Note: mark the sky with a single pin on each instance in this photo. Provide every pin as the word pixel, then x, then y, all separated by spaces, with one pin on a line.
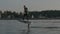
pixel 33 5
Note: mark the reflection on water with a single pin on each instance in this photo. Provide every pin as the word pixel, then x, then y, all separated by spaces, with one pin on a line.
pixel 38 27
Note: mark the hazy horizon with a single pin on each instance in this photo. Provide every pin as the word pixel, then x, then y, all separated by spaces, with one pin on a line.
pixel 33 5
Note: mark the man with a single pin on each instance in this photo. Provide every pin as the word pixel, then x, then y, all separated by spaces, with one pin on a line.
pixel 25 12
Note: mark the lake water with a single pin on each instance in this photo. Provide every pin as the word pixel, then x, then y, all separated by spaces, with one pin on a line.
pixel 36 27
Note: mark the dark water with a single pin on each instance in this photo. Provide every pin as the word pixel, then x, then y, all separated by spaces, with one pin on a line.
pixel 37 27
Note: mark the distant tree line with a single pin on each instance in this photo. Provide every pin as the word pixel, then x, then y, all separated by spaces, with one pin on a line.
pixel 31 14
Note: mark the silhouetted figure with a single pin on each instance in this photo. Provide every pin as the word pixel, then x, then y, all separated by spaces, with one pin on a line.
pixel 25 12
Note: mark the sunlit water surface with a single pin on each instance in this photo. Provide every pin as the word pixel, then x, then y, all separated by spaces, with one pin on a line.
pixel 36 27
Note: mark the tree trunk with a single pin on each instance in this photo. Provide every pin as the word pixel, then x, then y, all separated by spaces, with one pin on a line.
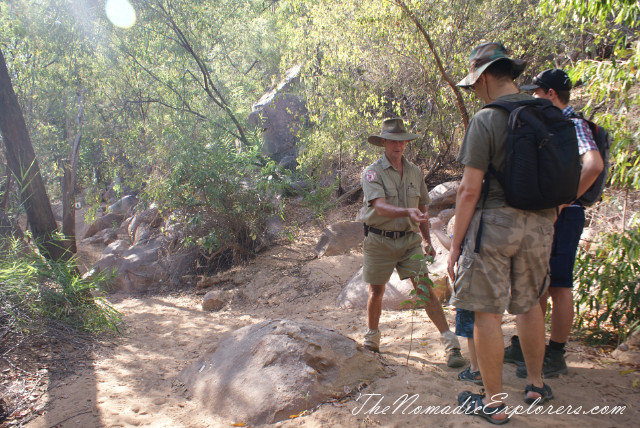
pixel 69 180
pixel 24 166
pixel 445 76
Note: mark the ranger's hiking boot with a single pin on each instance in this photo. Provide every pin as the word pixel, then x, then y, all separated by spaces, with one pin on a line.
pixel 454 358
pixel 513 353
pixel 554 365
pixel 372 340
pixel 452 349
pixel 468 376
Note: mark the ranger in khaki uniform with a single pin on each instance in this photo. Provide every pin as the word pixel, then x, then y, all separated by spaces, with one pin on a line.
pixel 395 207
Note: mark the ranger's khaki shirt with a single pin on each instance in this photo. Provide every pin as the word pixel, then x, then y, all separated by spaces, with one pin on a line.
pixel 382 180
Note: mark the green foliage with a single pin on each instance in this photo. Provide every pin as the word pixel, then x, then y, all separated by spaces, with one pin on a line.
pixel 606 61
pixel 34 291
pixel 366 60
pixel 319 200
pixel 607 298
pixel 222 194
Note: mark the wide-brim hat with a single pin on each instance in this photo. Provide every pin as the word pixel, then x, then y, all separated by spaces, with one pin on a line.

================================

SET PROBLEM
Rewrite all of the rows above as a JSON list of strings, one string per line, with blank lines dropped. Leave the pictures out.

RESULT FOR THIS EXERCISE
[
  "Note: mark the sky with a single pin on each instance in this photo. Provide every pin as the word pixel, then x, then y, all separated by spaces, with one pin on a line.",
  "pixel 33 5",
  "Note: mark the reflection on water with a single pin on each instance in this photo. Provide every pin as the word pixel, then x, then y, all separated by spaces, with one pin on a line.",
  "pixel 38 27",
  "Note: mark the hazy horizon with a single pin on each instance in this photo. Provide every pin as the word pixel, then x, then y, all separated by spaces, with one pin on a line.",
  "pixel 33 5",
  "Note: mark the man with a single pin on each instance in this photo. Provide every pin as the word pixel, then x, then y, all separated by spaces, with one pin on a line.",
  "pixel 25 12",
  "Note: mark the lake water with a single pin on each instance in this photo. Provide every pin as the word pixel, then x, then y, all separated by spaces, with one pin on a line.",
  "pixel 36 27",
  "Note: mark the dark water with a single pin on each instance in this photo. Provide every pin as the word pixel, then x, then y, all separated by spaces, with one pin on a line.",
  "pixel 37 27",
  "Note: mark the distant tree line with a single pin on each instance in this photo. Provide every pin as the word pixel, then x, then y, all separated by spaces, with one pin on a line.",
  "pixel 31 14",
  "Note: mark the silhouetted figure with a single pin on each instance in this photo. Provide every pin as the word pixel, then x, then y, all separated by spaces, with one pin on a line.",
  "pixel 25 12",
  "Note: mark the sunlit water surface with a single pin on each instance in this photo. Provide every pin as the word pixel, then x, then y, all separated by spaces, with one pin on a line.",
  "pixel 36 27",
  "Note: mark the tree trunk with a single pin on each instance in this photo. Provide every pin as the word pixel, then x, then y, all separated by spaces, with one pin on a line.",
  "pixel 69 180",
  "pixel 24 166",
  "pixel 445 76",
  "Note: mark the ranger's hiking boot with a single pin on each instance in this photo. Provide every pin as the word pixel, then x, then y, all separated by spaces, with one pin on a line.",
  "pixel 454 358",
  "pixel 513 353",
  "pixel 554 365",
  "pixel 372 340",
  "pixel 452 349",
  "pixel 468 376",
  "Note: mark the ranger in khaki uniform with a single pin on each instance in this photo. Provide every pin as the word pixel, then x, then y, all separated by spaces, with one pin on a line.",
  "pixel 395 207",
  "Note: mark the ranger's khaki shirt with a single pin on each instance in this photo. Provide every pin as the word pixel, then x, then y, all separated by spaces, with one pin on a line.",
  "pixel 382 180",
  "Note: mark the green foliage with a single pin on each instance in this photo. Provide every pin as the word pixel, then x, then y, all separated by spaces, with one pin on a line.",
  "pixel 606 61",
  "pixel 34 291",
  "pixel 366 60",
  "pixel 319 200",
  "pixel 607 298",
  "pixel 222 194",
  "Note: mark the wide-brim hat with a single pin on each instance in this photo. Provide every pin as the word pixel, then x, then y, all separated by spaces, with one pin on a line."
]